▸ Goal of the exercise
Repeat each line of the material below exactly as it appears, minus any pictures.

_ _ _ _ _ _ _

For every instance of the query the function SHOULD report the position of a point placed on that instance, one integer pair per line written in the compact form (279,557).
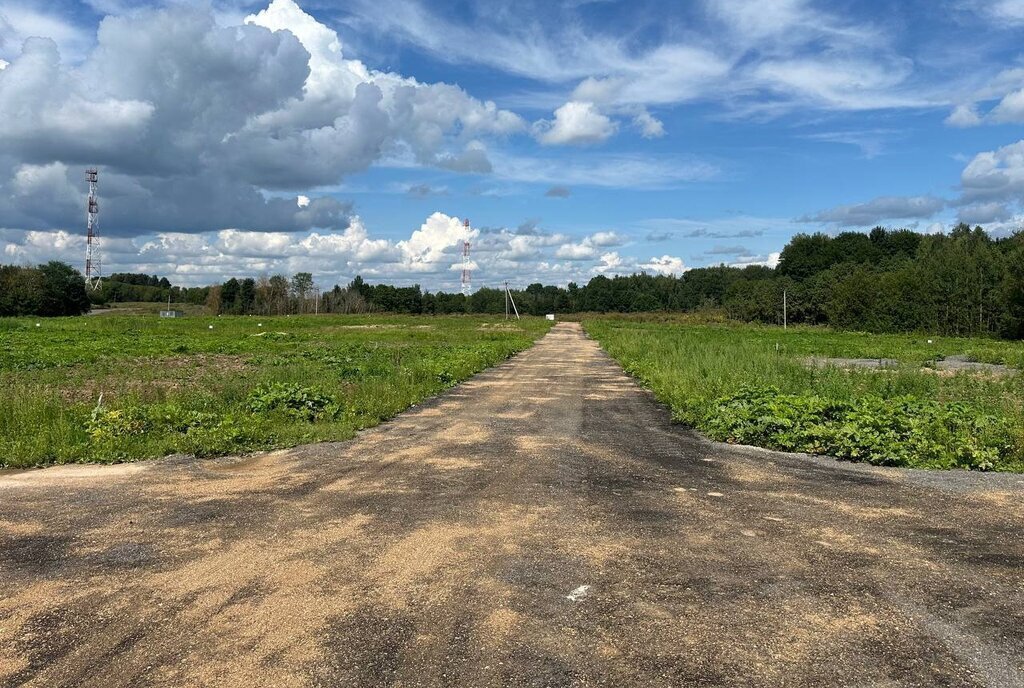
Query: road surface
(543,524)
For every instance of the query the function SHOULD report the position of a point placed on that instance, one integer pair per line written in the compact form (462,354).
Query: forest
(886,281)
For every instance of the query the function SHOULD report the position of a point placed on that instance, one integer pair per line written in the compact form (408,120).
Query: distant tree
(62,291)
(229,292)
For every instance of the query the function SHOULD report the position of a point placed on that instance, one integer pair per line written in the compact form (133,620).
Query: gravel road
(543,524)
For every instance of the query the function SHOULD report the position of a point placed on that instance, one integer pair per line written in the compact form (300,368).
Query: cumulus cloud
(995,175)
(770,260)
(576,123)
(648,125)
(427,249)
(879,210)
(1011,109)
(190,122)
(964,116)
(665,265)
(590,247)
(984,213)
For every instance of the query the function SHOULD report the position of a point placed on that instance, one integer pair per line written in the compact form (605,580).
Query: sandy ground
(543,524)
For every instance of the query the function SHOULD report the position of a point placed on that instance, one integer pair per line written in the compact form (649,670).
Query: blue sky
(580,137)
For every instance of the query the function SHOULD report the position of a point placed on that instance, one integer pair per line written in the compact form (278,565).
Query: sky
(580,137)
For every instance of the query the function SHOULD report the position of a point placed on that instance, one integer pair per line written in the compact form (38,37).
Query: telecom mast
(91,240)
(466,274)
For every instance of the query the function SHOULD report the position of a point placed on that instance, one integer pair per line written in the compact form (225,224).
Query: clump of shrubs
(295,400)
(899,431)
(123,433)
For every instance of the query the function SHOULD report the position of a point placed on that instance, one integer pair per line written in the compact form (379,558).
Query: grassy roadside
(125,387)
(750,384)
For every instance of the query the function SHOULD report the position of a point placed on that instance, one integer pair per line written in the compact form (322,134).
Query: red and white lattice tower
(466,274)
(91,238)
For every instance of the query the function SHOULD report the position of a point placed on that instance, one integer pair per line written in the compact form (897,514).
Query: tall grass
(125,387)
(752,384)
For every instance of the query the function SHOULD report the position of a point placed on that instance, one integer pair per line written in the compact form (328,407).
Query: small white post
(509,294)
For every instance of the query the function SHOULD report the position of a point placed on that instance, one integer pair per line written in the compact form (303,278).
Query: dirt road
(541,525)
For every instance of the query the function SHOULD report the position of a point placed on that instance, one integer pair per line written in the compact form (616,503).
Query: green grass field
(751,385)
(117,387)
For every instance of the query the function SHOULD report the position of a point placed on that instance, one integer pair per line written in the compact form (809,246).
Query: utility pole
(92,268)
(466,264)
(509,299)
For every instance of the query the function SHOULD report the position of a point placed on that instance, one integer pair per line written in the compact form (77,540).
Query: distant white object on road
(578,594)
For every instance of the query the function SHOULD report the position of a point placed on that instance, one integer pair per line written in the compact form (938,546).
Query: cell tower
(91,239)
(466,274)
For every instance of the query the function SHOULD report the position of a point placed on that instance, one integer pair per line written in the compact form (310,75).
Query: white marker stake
(578,594)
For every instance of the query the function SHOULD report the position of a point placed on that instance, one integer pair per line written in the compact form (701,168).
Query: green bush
(901,431)
(295,400)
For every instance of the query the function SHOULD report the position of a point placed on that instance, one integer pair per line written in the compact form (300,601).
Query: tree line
(962,283)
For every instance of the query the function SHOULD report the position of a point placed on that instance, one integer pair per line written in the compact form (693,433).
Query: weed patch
(750,385)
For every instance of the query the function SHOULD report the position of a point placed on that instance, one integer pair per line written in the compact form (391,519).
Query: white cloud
(771,260)
(1011,109)
(879,210)
(763,57)
(665,265)
(612,171)
(964,116)
(576,123)
(995,175)
(649,126)
(428,247)
(190,121)
(590,247)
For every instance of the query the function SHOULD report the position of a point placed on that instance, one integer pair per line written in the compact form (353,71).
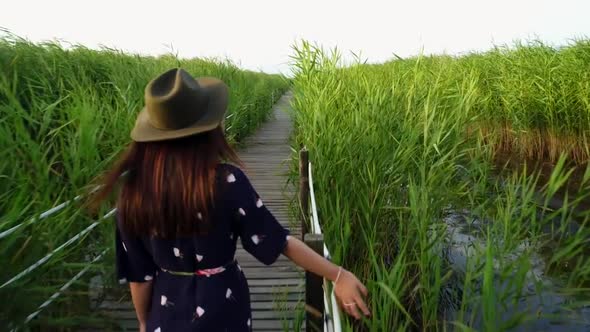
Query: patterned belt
(203,272)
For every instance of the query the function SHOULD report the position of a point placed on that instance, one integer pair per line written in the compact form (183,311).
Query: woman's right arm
(348,289)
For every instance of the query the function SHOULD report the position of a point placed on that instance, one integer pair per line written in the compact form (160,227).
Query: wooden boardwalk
(276,291)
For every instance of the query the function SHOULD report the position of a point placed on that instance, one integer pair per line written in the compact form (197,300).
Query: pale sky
(258,34)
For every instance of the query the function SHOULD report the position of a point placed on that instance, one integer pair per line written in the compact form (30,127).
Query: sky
(259,35)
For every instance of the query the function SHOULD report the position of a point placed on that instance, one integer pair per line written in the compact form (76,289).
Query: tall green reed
(65,114)
(394,153)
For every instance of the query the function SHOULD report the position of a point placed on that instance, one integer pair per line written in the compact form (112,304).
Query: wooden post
(304,189)
(314,292)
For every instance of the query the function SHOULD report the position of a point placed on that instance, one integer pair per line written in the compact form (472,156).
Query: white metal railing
(47,257)
(332,321)
(62,289)
(45,214)
(58,249)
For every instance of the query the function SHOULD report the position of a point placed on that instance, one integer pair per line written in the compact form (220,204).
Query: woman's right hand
(351,294)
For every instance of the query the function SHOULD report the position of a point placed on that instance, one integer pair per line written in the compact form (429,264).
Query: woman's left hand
(351,294)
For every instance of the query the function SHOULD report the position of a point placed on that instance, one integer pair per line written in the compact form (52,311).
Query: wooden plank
(276,291)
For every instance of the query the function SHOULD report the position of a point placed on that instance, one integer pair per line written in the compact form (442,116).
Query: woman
(181,209)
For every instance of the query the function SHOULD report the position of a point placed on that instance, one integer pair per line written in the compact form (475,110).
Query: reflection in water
(542,303)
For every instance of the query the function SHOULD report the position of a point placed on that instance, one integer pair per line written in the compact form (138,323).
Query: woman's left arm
(141,294)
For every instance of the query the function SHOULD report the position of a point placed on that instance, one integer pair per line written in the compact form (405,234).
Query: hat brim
(216,108)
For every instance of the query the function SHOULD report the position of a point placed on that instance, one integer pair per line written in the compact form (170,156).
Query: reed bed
(65,114)
(402,149)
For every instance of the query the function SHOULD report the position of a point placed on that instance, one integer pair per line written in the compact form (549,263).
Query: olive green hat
(178,105)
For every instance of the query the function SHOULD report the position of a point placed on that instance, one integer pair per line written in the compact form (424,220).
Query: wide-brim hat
(179,105)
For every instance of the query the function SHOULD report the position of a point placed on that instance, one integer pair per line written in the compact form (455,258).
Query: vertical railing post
(304,189)
(314,293)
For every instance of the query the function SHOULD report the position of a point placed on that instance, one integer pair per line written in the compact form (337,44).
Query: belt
(203,272)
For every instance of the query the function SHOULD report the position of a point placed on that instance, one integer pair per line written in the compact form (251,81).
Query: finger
(362,305)
(351,309)
(355,312)
(364,289)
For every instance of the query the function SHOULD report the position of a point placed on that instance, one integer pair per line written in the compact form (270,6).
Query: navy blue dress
(217,297)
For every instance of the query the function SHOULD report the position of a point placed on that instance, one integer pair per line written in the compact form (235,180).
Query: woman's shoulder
(230,172)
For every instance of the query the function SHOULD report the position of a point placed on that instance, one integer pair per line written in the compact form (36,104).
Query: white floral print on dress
(164,301)
(177,252)
(256,239)
(198,313)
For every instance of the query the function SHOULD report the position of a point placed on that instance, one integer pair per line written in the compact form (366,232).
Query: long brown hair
(170,186)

_ _ _ _ _ _ _

▸ Written reply
For every instance of the query the function SHOULD report the position of a point placed on that instance, one integer pair per line written in the compact form (279,557).
Query: road surface
(543,524)
For every instance of the query the function SHOULD report the position of a point placed on that instance, one integer pair per line written in the compact form (462,354).
Query: forest
(886,281)
For every instance of the query the function SHOULD report the position of a point placed on that instance, one integer pair per line written in the compact form (408,120).
Query: distant tree
(62,291)
(229,292)
For every instance of the query the function SHOULD report the position of a point placed on that instance, one integer pair per line written in the compact form (133,620).
Query: gravel road
(543,524)
For every instance of the query the function SHOULD report the position of a point placed on that instance, one integer pair per line written in the compact form (300,368).
Query: cumulus cloud
(995,175)
(770,260)
(576,123)
(648,125)
(427,249)
(879,210)
(1011,109)
(190,122)
(964,116)
(665,265)
(590,247)
(984,213)
For every instance of the query the function SHOULD report the position of a point placed on that instance, one integer pair per line written in the compact form (605,580).
Query: sandy ground
(543,524)
For every instance of the query the function SHOULD report the position of a point placed on that instance, one integer pair per line written in the compact form (649,670).
Query: blue sky
(580,137)
For every instance of the query the function SHOULD report the position of a point placed on that instance, one integer pair per line written in the compact form (278,565).
Query: sky
(580,137)
For every instance of the query the function SHOULD report the position of a point placed on that instance, one integer pair per line written in the compact form (38,37).
Query: telecom mast
(91,240)
(466,274)
For every instance of the query the function SHOULD report the position of a point placed on that instance, one integer pair per line written in the compact form (225,224).
Query: clump of shrubs
(295,400)
(899,431)
(123,433)
For every instance of the query the function SHOULD report the position of a point placed on that instance, one integer pair per line written in the compact form (379,558).
Query: grassy roadside
(125,387)
(750,384)
For every instance of the query the function SHOULD report the position of a point placed on that instance, one integer pair per line written in the compact form (322,134).
Query: red and white lattice tower
(466,274)
(91,238)
For every instance of the query the function SHOULD report the position of a point placed on that instance, one integer pair per line written in the compact form (897,514).
Query: tall grass
(125,387)
(752,384)
For every instance of the query the function SHOULD report the position of a point placed on that instance, one integer pair per line written in the compact form (328,407).
Query: small white post
(509,294)
For every instance of the query the function SHOULD report the position of a point placed on that instance, one integer pair per line written in the compact form (303,278).
Query: dirt road
(541,525)
For every instance of the query the function SHOULD report the position of a point placed on that instance, one integer pair per line written in the compact form (616,503).
Query: green grass field
(751,385)
(117,387)
For every instance of the query the function SHOULD report the position of a point placed on that instance, one integer pair per line written in the compact form (809,246).
Query: utility pole
(92,268)
(466,264)
(509,299)
For every instance of the query the function SHOULD report the position of a point placed on that instance, one integer pair per line written in the compact form (77,540).
Query: distant white object on road
(578,594)
For every instance of the query the function SHOULD report the position of a point placed on that instance, one integer pair per line written in the compact form (938,546).
Query: cell tower
(91,239)
(466,274)
For every instance of the query the function SHOULD report the position of a point placed on that instance, one integer pair per line written in the compact form (310,75).
Query: white marker stake
(578,594)
For every instance of the query the function SHOULD report the position of a point placed on that instance, one integer pair per line written in the compact form (701,168).
Query: green bush
(901,431)
(295,400)
For every instance of the query the function SHOULD report the position of a point placed on that instance, one integer pair per line written in the compact form (300,601).
Query: tree line
(962,283)
For every instance of the query the function SHOULD report the position of a point placed on that instance, one integer pair per line written in the compact form (693,433).
Query: weed patch
(750,385)
For every instance of the query the function SHOULD report the position of a point placed on that instance, one integer pair per line written in the compact form (391,519).
Query: white cloud
(771,260)
(1011,109)
(879,210)
(763,57)
(665,265)
(612,171)
(964,116)
(576,123)
(995,175)
(649,126)
(428,247)
(190,121)
(590,247)
For every instance of the query the function SHOULD report the position of a point placed on that instance, one integer pair per line written in the compact form (353,71).
Query: patterned belt
(203,272)
For every instance of the query the function SHOULD report the position of a point placed on that instance, one integer pair per line written in the compact form (183,311).
Query: woman's right arm
(348,289)
For every instance of the query the function SHOULD report the position of a point placed on that instance, one integer pair per line written in the compact form (160,227).
Query: wooden boardwalk
(276,291)
For every instance of the query the function SHOULD report the position of a point placed on that instance, one integer pair per line written in the compact form (197,300).
Query: pale sky
(258,34)
For every instance of the query the function SHOULD report the position of a point placed on that instance, one integer pair per line written in the compact form (30,127).
Query: sky
(259,35)
For every instance of the query the function SHOULD report the position of a point placed on that instance, one integer pair per line written in the compact form (76,289).
Query: tall green reed
(65,114)
(394,153)
For every instance of the query the function SHOULD report the position of a point placed on that instance, one integer pair per line written in the compact form (112,304).
Query: wooden post
(304,189)
(314,292)
For every instance of the query the function SHOULD report the position of a point placed on that instance, one integer pair per line written in the compact form (472,156).
Query: white metal railing
(47,257)
(332,321)
(62,289)
(45,214)
(58,249)
For every instance of the query the function SHOULD report the position of a point placed on that instance, one integer pair per line written in the compact form (220,204).
Query: woman's right hand
(351,294)
For every instance of the query the function SHOULD report the position of a point placed on that instance, one integer pair per line written in the compact form (429,264).
Query: woman's left hand
(351,294)
For every instance of the query the function SHOULD report the position of a point placed on that instance, one integer pair per line written in the compact form (52,311).
Query: wooden plank
(276,291)
For every instance of the query the function SHOULD report the position of a point placed on that instance, one integer pair per line written in the compact form (442,116).
Query: woman
(181,209)
For every instance of the query the function SHOULD report the position of a point placed on that instance, one integer pair per line written in the compact form (475,110).
Query: reflection in water
(542,303)
For every instance of the query the function SHOULD report the position of a point placed on that instance, one integer pair per line written in the compact form (138,323).
Query: woman's left arm
(141,294)
For every instance of the query the function SHOULD report the position of a point placed on that instance, one integer pair per line written in the compact form (405,234).
Query: hat brim
(216,108)
For every instance of the query the function SHOULD report the position of a point placed on that instance, one integer pair per line written in the compact form (170,156).
Query: reed bed
(65,114)
(402,149)
For every instance of the query the function SHOULD report the position of a point placed on that instance, one integer pair per line written in the compact form (549,263).
Query: olive green hat
(178,105)
For every instance of the query the function SHOULD report the position of a point placed on that instance, one integer pair per line written in the compact form (424,220).
Query: wide-brim hat
(179,105)
For every instance of the query the function SHOULD report the position of a point placed on that instance, one integer pair per line written in the compact form (455,258).
Query: vertical railing post
(304,189)
(314,293)
For every instance of the query the function SHOULD report the position of a point placed on that instance, one integer pair per line written in the compact form (337,44).
Query: belt
(203,272)
For every instance of the query the function SHOULD report the position of a point placed on that instance, one integer pair per line written in the compact form (251,81).
Query: finger
(362,305)
(351,309)
(355,312)
(364,289)
For every instance of the query the function SHOULD report the position of a point placed on that instance, one integer pair per line written in the compact form (270,6).
Query: navy blue dress
(217,297)
For every instance of the query the function SHOULD report the position of a point placed on that instance, one integer pair per line written in the compact form (235,180).
Query: woman's shoulder
(230,172)
For every instance of the query the function SHOULD report the position of a point placed on that instance, one integer pair per line written in the compact form (36,104).
Query: white floral print on dress
(164,301)
(177,252)
(256,239)
(198,313)
For every instance of the query the function SHOULD report the position of a point placed on that instance, one integer pair per line written in the compact form (366,232).
Query: long brown hair
(170,186)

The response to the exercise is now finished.